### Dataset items
========

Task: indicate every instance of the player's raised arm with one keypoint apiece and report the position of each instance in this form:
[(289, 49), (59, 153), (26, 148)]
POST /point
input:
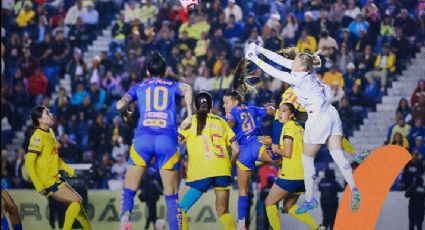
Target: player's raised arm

========

### Given problem
Duplicate the data above line for line, leaving out the pictures.

### Answer below
Task: indicate every instance of the player's raised arm with one keypoint apiece and report the position of each instance in this form:
[(289, 49), (59, 153), (26, 148)]
POST /point
input:
Target: player's raised arm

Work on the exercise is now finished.